Excerpts of location labeling data

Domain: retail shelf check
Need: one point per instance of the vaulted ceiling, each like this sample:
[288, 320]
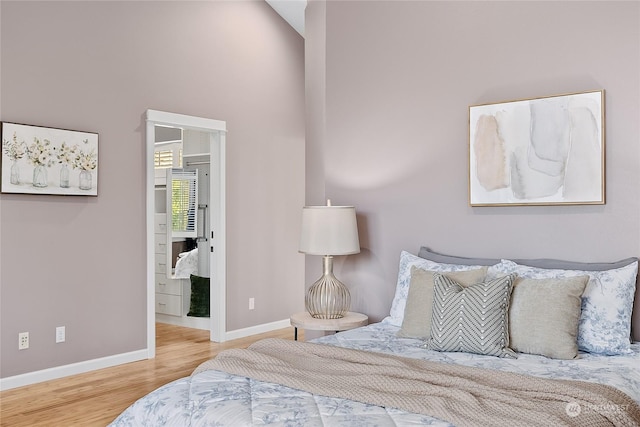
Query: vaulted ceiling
[292, 11]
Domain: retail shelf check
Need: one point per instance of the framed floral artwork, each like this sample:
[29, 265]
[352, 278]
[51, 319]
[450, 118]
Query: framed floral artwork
[542, 151]
[42, 160]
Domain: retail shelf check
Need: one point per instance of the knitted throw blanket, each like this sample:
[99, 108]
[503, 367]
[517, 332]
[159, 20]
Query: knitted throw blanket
[461, 395]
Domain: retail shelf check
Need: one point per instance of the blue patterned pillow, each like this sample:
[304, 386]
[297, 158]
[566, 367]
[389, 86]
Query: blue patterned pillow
[407, 260]
[607, 303]
[473, 319]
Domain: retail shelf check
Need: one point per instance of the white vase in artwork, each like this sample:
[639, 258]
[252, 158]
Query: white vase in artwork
[64, 176]
[15, 173]
[85, 180]
[40, 176]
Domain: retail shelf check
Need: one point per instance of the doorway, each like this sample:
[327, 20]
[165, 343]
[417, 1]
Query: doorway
[212, 137]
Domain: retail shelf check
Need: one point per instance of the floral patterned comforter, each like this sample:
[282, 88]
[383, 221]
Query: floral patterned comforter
[214, 398]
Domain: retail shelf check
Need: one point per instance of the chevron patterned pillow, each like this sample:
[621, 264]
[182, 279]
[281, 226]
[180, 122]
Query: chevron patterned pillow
[474, 319]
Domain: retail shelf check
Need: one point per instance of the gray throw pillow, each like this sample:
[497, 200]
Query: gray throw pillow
[473, 319]
[417, 312]
[544, 315]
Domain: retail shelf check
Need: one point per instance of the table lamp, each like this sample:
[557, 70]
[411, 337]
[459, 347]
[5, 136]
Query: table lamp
[328, 231]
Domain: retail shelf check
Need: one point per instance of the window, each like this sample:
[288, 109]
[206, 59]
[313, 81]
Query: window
[183, 202]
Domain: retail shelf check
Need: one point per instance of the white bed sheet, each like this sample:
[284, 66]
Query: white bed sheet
[213, 398]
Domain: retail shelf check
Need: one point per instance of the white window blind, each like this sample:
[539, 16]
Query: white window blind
[182, 202]
[163, 159]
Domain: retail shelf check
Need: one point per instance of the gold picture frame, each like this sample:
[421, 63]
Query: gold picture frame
[538, 151]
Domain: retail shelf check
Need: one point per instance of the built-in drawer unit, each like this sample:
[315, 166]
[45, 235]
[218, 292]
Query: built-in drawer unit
[168, 290]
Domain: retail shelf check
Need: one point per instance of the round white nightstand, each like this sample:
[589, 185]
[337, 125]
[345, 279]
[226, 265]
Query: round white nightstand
[350, 320]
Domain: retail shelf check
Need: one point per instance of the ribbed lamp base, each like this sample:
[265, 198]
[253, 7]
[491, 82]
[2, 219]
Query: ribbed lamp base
[328, 298]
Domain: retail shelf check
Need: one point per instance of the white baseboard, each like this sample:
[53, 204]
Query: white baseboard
[120, 359]
[258, 329]
[72, 369]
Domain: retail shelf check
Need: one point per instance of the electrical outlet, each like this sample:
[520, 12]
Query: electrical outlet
[60, 334]
[23, 340]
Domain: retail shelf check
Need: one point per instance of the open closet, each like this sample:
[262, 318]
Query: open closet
[182, 230]
[185, 210]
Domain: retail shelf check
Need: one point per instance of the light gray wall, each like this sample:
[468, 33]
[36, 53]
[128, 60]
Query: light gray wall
[399, 79]
[97, 66]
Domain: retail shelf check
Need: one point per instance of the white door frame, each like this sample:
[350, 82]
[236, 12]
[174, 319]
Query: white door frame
[217, 130]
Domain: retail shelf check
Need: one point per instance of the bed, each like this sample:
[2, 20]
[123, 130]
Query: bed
[559, 355]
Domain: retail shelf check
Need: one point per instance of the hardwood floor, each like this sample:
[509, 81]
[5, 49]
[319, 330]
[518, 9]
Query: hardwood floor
[96, 398]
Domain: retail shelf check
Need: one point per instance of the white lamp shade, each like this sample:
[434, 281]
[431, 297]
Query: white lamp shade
[329, 230]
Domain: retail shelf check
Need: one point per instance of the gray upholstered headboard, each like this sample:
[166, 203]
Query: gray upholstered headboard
[549, 263]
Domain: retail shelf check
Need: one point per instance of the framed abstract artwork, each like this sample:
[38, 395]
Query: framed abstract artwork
[42, 160]
[542, 151]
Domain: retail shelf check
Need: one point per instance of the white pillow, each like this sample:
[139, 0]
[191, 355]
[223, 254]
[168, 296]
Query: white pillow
[407, 260]
[607, 303]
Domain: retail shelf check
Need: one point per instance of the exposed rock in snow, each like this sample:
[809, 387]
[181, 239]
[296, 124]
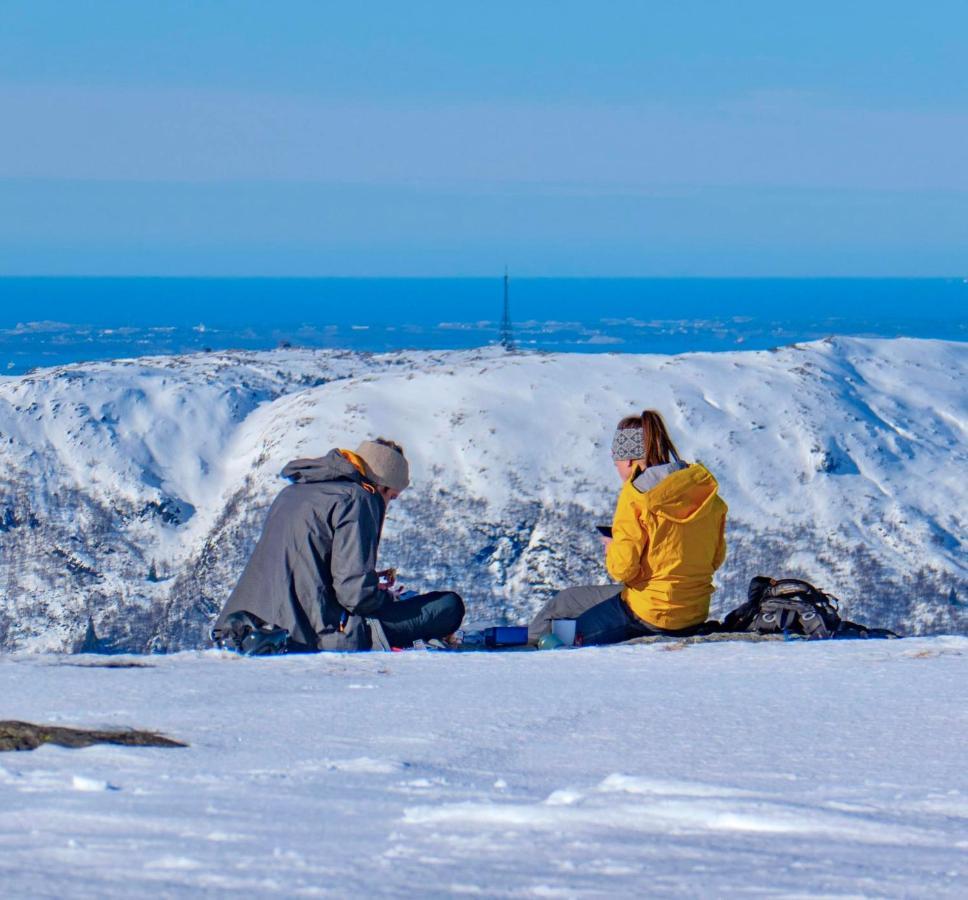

▸ EXERCISE GOAL: Collect every line of the listing above that contains the string "picture".

▸ IN RESPONSE:
Need: one point per instance of the gold picture frame, each like this sample:
Query: gold picture frame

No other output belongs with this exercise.